What you are asked to do:
Everything in the entries except the pictures should be repeated exactly.

Information shown:
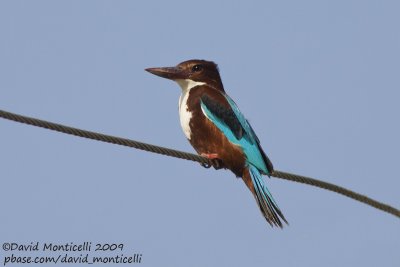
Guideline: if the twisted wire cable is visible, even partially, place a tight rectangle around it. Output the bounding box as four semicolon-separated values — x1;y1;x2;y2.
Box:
1;109;399;218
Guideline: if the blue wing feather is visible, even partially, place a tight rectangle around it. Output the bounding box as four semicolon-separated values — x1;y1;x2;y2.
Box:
201;93;286;226
200;94;269;174
224;95;259;143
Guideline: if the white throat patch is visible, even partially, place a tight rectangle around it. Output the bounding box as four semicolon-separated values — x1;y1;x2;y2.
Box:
176;79;206;91
176;79;206;140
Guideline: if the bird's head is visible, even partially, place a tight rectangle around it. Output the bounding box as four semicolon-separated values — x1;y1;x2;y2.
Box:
146;59;224;92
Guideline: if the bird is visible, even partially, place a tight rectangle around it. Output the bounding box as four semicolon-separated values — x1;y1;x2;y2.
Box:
146;59;287;227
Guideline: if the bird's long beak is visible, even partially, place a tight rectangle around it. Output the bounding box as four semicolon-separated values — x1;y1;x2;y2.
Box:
145;66;186;80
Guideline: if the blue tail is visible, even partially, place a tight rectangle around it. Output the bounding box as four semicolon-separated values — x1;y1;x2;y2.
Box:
245;164;288;227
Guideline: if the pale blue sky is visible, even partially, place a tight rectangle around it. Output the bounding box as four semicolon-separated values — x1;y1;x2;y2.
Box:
1;1;399;266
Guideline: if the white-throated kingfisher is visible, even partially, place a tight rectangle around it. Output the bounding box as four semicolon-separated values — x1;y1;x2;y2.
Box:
146;59;287;227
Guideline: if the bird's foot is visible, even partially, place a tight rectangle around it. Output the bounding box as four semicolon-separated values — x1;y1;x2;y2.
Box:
201;153;219;159
201;153;224;170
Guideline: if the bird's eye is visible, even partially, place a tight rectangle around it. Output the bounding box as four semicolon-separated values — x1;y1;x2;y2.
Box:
192;65;203;72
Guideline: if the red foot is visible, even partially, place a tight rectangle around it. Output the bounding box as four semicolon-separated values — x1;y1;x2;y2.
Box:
201;153;219;159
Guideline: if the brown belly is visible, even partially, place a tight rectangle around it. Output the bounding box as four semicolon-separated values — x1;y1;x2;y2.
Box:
188;113;246;177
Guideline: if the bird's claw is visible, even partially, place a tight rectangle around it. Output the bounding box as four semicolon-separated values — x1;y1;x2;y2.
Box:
201;162;212;168
200;153;225;170
209;158;224;170
200;158;224;170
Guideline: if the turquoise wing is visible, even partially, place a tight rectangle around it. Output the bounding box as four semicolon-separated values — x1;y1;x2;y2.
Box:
200;94;269;174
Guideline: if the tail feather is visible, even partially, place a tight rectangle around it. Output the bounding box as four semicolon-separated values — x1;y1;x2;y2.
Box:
243;164;288;227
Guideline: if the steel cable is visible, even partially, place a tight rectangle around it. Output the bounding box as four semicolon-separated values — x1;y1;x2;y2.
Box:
1;109;399;218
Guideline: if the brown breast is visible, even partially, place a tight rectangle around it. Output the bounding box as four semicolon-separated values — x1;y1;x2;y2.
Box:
186;85;246;177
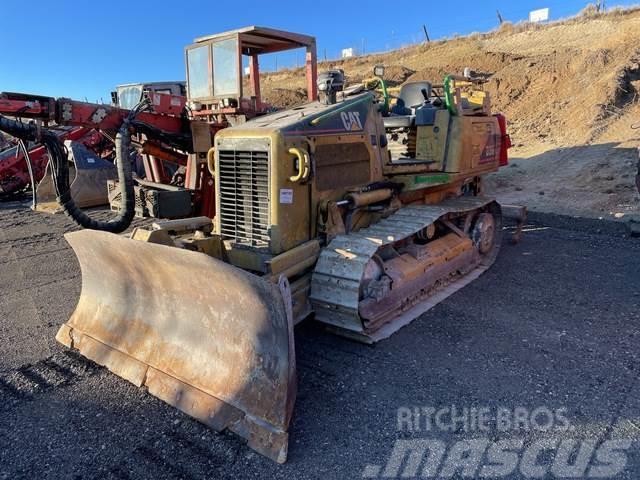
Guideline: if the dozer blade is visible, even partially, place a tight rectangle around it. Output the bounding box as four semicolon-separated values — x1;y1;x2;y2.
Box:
56;230;296;463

Result of this exercise:
Guideline: if the twisted wire cable is visible, even partially, place a tight rectangle around it. Output the bounding box as four semicolon-separated values — x1;y1;x2;y2.
Box:
1;109;399;218
Guideline: if the blue wing feather is visible, even partially, place a tight rectangle around it. Output the bounding box as four semicolon-separated values — x1;y1;x2;y2.
Box:
201;93;286;226
200;94;269;174
224;95;259;143
Guideline: if the white throat patch is visible, even partially, place a tight rectangle around it. Output the bounding box as four semicolon-separated values — x1;y1;x2;y2.
Box:
176;79;206;91
176;79;206;140
Guideline: if the bird's head is visible, even partially, place a tight rectangle around it. Output the bounding box as four semicolon-separated values — x1;y1;x2;y2.
Box:
146;59;224;92
Guideline: if the bird is visible, even partially, place a tight rectangle around it. Output the bounding box as four semicolon-separated values — x1;y1;x2;y2.
Box:
146;59;287;227
Guideline: if the bird's long beak is visible, even partially, place a tight rectangle around it. Output the bounding box as four semicolon-separated values — x1;y1;x2;y2.
Box:
145;66;186;80
Guideline: if the blue tail is visible, even partially, place a tight rectangle around it. Output the bounding box as four semicolon-separated values — x1;y1;x2;y2.
Box:
245;164;288;227
Guideline: if the pale blue sky is visible, even partially, place a tight rectangle around it. Output the bounding box as four semicolon-separated values — x1;y1;x2;y2.
Box:
1;1;399;266
Guideline: if the white-throated kingfisher is visible, even partially, place a tight rectangle around it. Output the bounding box as four semicolon-separated values — x1;y1;x2;y2.
Box:
146;59;287;227
Guideline: if the bird's foot is visible, even partially, place a tight rectangle around it. Output the bounding box as four semicolon-separated values — x1;y1;x2;y2.
Box:
201;153;219;159
201;153;224;170
Guideline: if the bird's eye is visible, even partially, place a tight rectangle around it. Output the bounding box as four semicolon-separated values — x1;y1;x2;y2.
Box:
192;65;203;72
Guideline: if the red foot is visible, even partially, place a tight rectangle around it. Output the bounding box as four semicolon-separated values — x1;y1;x2;y2.
Box:
201;153;219;159
Guideline: if the brown belly is visible, even partially, place a tight rectangle around it. Output the bounding box as four semicolon-separated values — x1;y1;x2;y2.
Box:
188;113;246;177
Guideline: if the bird's claw is visible, even partially, place a tight rectangle around it. Output the bounding box as four semicolon-separated values — x1;y1;x2;y2.
Box:
201;162;212;168
200;153;225;170
209;158;224;170
200;158;224;170
Guideline: if the turquoise wing is visible, even partially, place a tight rectangle around it. Output the bounding box as four semicolon-separated values — x1;y1;x2;y2.
Box:
200;94;269;174
Guideline: if the tail feather is visible, even partially, place a tight rectangle around it. Output the bounding box as four semicolon-separated values — x1;y1;x2;y2.
Box:
243;164;288;227
Guideline: if the steel cable is visible, even partially, place a tight rectangle around it. Output the bounding box as four semicolon-separated values — x1;y1;x2;y2.
Box:
1;109;399;218
Guideline: if the brown breast is visible, even partially, place a tight rectangle around it. Output the bounding box as four semicolon-separated values — x1;y1;x2;y2.
Box:
186;85;246;177
Guideline: if the dozer blade is visible, even partially, place a tight rectangle around it. Output the bounding box as four semicolon-separated values — x1;y1;x2;y2.
Box:
56;230;296;463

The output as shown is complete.